### Exercise description
Could you set down every record below exactly as it appears?

[Saved entries]
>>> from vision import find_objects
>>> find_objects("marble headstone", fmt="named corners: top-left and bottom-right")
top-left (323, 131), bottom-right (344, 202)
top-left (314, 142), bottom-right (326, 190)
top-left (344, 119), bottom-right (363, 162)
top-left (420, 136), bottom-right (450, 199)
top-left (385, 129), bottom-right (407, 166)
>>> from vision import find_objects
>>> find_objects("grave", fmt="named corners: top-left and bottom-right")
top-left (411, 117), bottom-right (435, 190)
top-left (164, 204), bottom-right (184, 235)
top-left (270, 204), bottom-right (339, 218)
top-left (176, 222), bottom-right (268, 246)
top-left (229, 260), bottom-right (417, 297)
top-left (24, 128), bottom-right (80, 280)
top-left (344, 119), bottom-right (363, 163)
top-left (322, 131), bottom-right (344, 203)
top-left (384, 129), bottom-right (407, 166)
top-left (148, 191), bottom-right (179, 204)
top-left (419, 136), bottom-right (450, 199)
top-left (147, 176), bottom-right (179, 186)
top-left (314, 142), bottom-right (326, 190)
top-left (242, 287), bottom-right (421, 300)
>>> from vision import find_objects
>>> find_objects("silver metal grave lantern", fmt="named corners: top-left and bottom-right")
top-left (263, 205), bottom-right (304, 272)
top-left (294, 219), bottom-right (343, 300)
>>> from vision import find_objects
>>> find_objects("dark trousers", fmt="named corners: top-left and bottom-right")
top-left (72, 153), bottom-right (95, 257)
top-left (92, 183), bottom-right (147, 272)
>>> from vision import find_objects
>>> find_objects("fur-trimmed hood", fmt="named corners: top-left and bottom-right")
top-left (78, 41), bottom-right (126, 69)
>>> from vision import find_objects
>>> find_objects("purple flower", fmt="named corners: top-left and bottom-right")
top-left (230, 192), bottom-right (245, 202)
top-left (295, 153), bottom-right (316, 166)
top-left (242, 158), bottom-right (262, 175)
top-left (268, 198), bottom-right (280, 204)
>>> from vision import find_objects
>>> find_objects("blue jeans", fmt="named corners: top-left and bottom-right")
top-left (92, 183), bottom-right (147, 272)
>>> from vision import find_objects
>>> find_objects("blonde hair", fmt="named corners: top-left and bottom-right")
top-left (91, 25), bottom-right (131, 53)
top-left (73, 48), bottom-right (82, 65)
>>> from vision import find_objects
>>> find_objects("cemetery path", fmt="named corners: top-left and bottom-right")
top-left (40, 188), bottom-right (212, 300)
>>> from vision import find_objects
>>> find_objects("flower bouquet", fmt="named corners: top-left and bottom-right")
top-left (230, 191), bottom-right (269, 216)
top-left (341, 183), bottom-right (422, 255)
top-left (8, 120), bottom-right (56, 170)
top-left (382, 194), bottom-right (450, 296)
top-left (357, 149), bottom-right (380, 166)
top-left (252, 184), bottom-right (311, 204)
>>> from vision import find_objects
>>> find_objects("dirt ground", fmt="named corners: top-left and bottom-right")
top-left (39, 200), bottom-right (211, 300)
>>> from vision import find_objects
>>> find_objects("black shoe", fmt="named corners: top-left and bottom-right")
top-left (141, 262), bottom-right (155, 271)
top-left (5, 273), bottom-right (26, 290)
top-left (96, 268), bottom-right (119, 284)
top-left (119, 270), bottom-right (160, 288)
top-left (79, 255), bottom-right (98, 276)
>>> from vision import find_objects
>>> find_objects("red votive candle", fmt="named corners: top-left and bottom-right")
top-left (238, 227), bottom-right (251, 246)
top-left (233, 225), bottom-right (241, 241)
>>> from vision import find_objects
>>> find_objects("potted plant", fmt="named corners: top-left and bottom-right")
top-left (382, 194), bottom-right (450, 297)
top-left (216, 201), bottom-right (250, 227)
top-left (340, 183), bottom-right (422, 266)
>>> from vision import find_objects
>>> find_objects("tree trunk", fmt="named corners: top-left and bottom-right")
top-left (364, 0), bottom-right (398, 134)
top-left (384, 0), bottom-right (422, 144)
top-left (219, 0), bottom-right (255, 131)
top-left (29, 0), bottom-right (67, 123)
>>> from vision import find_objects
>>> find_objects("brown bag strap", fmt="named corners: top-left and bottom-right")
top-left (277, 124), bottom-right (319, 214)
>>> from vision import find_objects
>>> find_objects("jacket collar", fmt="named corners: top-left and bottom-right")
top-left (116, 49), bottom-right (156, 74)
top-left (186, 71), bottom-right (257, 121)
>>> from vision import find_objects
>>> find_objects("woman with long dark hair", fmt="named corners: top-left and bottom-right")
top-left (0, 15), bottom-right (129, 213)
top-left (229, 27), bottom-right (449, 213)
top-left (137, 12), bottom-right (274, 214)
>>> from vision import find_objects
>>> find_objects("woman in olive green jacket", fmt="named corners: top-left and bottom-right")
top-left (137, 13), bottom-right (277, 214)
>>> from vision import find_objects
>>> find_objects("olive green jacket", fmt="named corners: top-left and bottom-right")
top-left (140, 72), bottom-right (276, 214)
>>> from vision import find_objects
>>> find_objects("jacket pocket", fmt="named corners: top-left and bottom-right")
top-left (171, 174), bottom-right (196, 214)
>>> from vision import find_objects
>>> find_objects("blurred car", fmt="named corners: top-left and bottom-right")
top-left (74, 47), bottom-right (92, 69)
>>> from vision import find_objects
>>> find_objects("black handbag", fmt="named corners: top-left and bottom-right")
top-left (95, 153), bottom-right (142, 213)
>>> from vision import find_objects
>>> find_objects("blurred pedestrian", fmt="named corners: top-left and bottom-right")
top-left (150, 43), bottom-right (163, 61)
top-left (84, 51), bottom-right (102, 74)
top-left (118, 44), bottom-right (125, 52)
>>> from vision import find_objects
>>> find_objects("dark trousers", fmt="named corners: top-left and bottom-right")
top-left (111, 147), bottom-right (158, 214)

### Solution
>>> from vision import find_objects
>>> find_objects("marble headstone", fmt="named corners: top-left and bottom-right")
top-left (323, 131), bottom-right (344, 202)
top-left (314, 142), bottom-right (326, 190)
top-left (344, 119), bottom-right (363, 162)
top-left (420, 136), bottom-right (450, 199)
top-left (385, 129), bottom-right (407, 166)
>>> from vision import find_objects
>>> find_objects("grave", fmt="named corners: top-left and bottom-right")
top-left (411, 117), bottom-right (435, 190)
top-left (164, 204), bottom-right (184, 235)
top-left (270, 204), bottom-right (339, 218)
top-left (176, 222), bottom-right (268, 246)
top-left (229, 260), bottom-right (417, 297)
top-left (24, 128), bottom-right (80, 280)
top-left (344, 119), bottom-right (363, 163)
top-left (322, 131), bottom-right (344, 203)
top-left (384, 129), bottom-right (407, 166)
top-left (148, 191), bottom-right (179, 204)
top-left (419, 136), bottom-right (450, 199)
top-left (147, 176), bottom-right (179, 186)
top-left (314, 142), bottom-right (326, 190)
top-left (242, 287), bottom-right (421, 300)
>>> from vision import find_objects
>>> find_objects("silver metal grave lantern", fmt="named corners: top-left and bottom-right")
top-left (263, 205), bottom-right (304, 272)
top-left (294, 219), bottom-right (343, 300)
>>> from vision import find_objects
>>> find_objects("dark trousers", fmt="named corners: top-left and bottom-right")
top-left (72, 153), bottom-right (95, 257)
top-left (92, 183), bottom-right (147, 272)
>>> from vision import find_objects
>>> find_objects("fur-trimmed hood", fmt="named corners: top-left and bottom-right")
top-left (78, 41), bottom-right (126, 69)
>>> from vision import find_objects
>>> find_objects("purple flower", fmt="named corners: top-left and bottom-right")
top-left (230, 192), bottom-right (245, 202)
top-left (295, 153), bottom-right (316, 166)
top-left (242, 158), bottom-right (262, 175)
top-left (268, 198), bottom-right (280, 204)
>>> from vision import find_objects
>>> find_objects("blue jeans", fmt="named corners: top-left and bottom-right")
top-left (92, 183), bottom-right (147, 272)
>>> from vision import find_objects
>>> find_objects("blonde hair", fmt="named corners: top-left and bottom-right")
top-left (91, 25), bottom-right (131, 53)
top-left (73, 48), bottom-right (82, 65)
>>> from vision import find_objects
>>> find_objects("cemetery path", fmt="named corners: top-left and bottom-right")
top-left (40, 188), bottom-right (212, 300)
>>> from vision import find_objects
>>> find_objects("flower bouquet", fmt="named corners: top-left and bottom-right")
top-left (230, 191), bottom-right (269, 216)
top-left (341, 183), bottom-right (422, 255)
top-left (8, 120), bottom-right (56, 170)
top-left (382, 194), bottom-right (450, 296)
top-left (357, 149), bottom-right (380, 166)
top-left (252, 184), bottom-right (311, 204)
>>> from vision import find_objects
>>> find_objects("dirt ground", fmt="named corners: top-left and bottom-right")
top-left (39, 200), bottom-right (211, 300)
>>> from vision import find_objects
>>> find_objects("black shoe", fmt="named corners: top-left and bottom-right")
top-left (141, 262), bottom-right (155, 271)
top-left (5, 273), bottom-right (26, 290)
top-left (96, 268), bottom-right (119, 284)
top-left (119, 270), bottom-right (160, 288)
top-left (79, 255), bottom-right (98, 276)
>>> from vision import find_objects
>>> find_objects("red votive candle", fmt="named corners: top-left and bottom-right")
top-left (238, 227), bottom-right (251, 246)
top-left (233, 225), bottom-right (241, 241)
>>> from vision import find_objects
>>> find_objects("potted plant", fmt="named corners: top-left and bottom-right")
top-left (382, 194), bottom-right (450, 297)
top-left (216, 201), bottom-right (250, 227)
top-left (340, 183), bottom-right (422, 266)
>>> from vision import find_objects
>>> find_objects("tree trunk", fmt="named corners: top-left and bottom-right")
top-left (364, 0), bottom-right (398, 134)
top-left (384, 0), bottom-right (422, 144)
top-left (219, 0), bottom-right (255, 131)
top-left (29, 0), bottom-right (67, 123)
>>> from vision import find_objects
>>> find_objects("brown bag strap", fmt="named corners: top-left and bottom-right")
top-left (277, 124), bottom-right (319, 214)
>>> from vision import find_objects
>>> find_objects("jacket collar", fmt="named corners: top-left and bottom-right")
top-left (116, 49), bottom-right (156, 74)
top-left (186, 71), bottom-right (257, 121)
>>> from vision import find_objects
>>> find_objects("woman with long dark hair", fmt="named corners: top-left and bottom-right")
top-left (0, 15), bottom-right (129, 213)
top-left (229, 27), bottom-right (449, 213)
top-left (137, 12), bottom-right (274, 214)
>>> from vision import find_objects
>>> find_objects("woman in olive green jacket", fmt="named corners: top-left and bottom-right")
top-left (137, 13), bottom-right (277, 214)
>>> from vision import find_objects
>>> find_objects("olive green jacket", fmt="named corners: top-left and bottom-right")
top-left (140, 72), bottom-right (276, 214)
>>> from vision import find_objects
>>> find_objects("jacket pocket", fmt="named corners: top-left and bottom-right")
top-left (171, 174), bottom-right (196, 214)
>>> from vision import find_objects
>>> find_objects("blurred car", fmt="named corners: top-left and bottom-right")
top-left (74, 47), bottom-right (92, 69)
>>> from vision import find_objects
>>> find_objects("black handbag", fmt="named corners: top-left and bottom-right")
top-left (95, 153), bottom-right (142, 213)
>>> from vision import find_objects
>>> find_objects("blurred pedestrian", fmt="named corners: top-left and bottom-right")
top-left (150, 43), bottom-right (163, 61)
top-left (84, 51), bottom-right (102, 74)
top-left (118, 44), bottom-right (125, 52)
>>> from vision import find_objects
>>> find_objects("dark trousers", fmt="named corners: top-left and bottom-right")
top-left (111, 147), bottom-right (158, 214)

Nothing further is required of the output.